遮断弁としての板状弁と、これを流路遮断状態に付勢させる第1付勢手段と、前記板状弁を流路開放状態に保持する保持部材とから、流路遮断装置が構成されており、前記保持部材をガス流路内の所定位置に位置決めして前記板状弁を保持させれば、流路遮断装置の設置が完了する。前記板状弁は、板状弁を保持しきれない非保持位置に常時付勢されているが、常温においては、位置決め手段によって、板状弁を流路開放姿勢に保持できるように設定されている。よって、ガスは流路内を上流側から下流側へ支障なく流れていくこととなる。そして、火災の発生等によりガス配管が高温に異常過熱された場合、ガス配管の周辺が過熱されると、その周壁に設けられた補助室から先に過熱されることとなる。前記補助室内には前記位置決め手段が収容されており、前記位置決め手段は設定温度で変形又は溶融可能な素材より構成されていることから、補助室の過熱によって前記位置決め手段が変形又は融解し、第2付勢手段の付勢力を阻止する力が喪失される。前記位置決め手段による位置決め力が喪失すると、前記保持部材は、前記第2付勢手段の付勢力によって、板状弁を流路開放姿勢に保持できない非保持位置へ付勢されてしまう。これにより、前記板状弁は前記第1付勢手段の付勢力によって流路遮断状態に付勢される。このとき、前記板状弁は、前記非保持位置にある前記保持部材の側方に設けられている環状リブに対接することにより、前記環状リブは弁シートとして機能することとなり、板状弁は確実に前記流路遮断状態に維持されることとなる。

提示資料:
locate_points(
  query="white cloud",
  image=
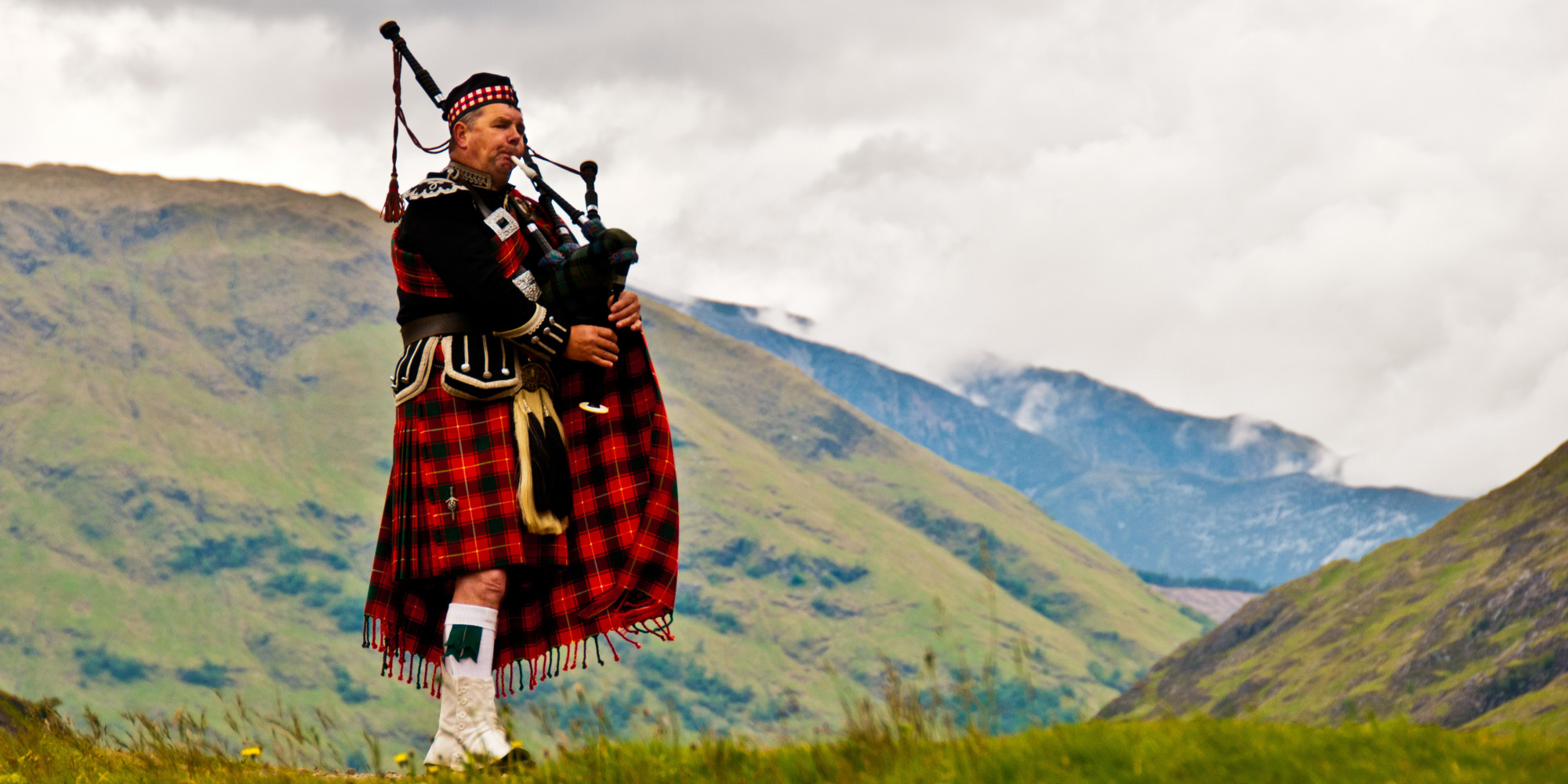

課題の指示: 流路遮断装置について述べた文書のうち、「遮断弁としての板状弁と、これ」を含む語句から書き始め、「状態に維持されることとなる。」の直後で書き終える部分を、一字一句変えずに書き写してください。

解答全文:
遮断弁としての板状弁と、これを流路遮断状態に付勢させる第1付勢手段と、前記板状弁を流路開放状態に保持する保持部材とから、流路遮断装置が構成されており、前記保持部材をガス流路内の所定位置に位置決めして前記板状弁を保持させれば、流路遮断装置の設置が完了する。前記板状弁は、板状弁を保持しきれない非保持位置に常時付勢されているが、常温においては、位置決め手段によって、板状弁を流路開放姿勢に保持できるように設定されている。よって、ガスは流路内を上流側から下流側へ支障なく流れていくこととなる。そして、火災の発生等によりガス配管が高温に異常過熱された場合、ガス配管の周辺が過熱されると、その周壁に設けられた補助室から先に過熱されることとなる。前記補助室内には前記位置決め手段が収容されており、前記位置決め手段は設定温度で変形又は溶融可能な素材より構成されていることから、補助室の過熱によって前記位置決め手段が変形又は融解し、第2付勢手段の付勢力を阻止する力が喪失される。前記位置決め手段による位置決め力が喪失すると、前記保持部材は、前記第2付勢手段の付勢力によって、板状弁を流路開放姿勢に保持できない非保持位置へ付勢されてしまう。これにより、前記板状弁は前記第1付勢手段の付勢力によって流路遮断状態に付勢される。このとき、前記板状弁は、前記非保持位置にある前記保持部材の側方に設けられている環状リブに対接することにより、前記環状リブは弁シートとして機能することとなり、板状弁は確実に前記流路遮断状態に維持されることとなる。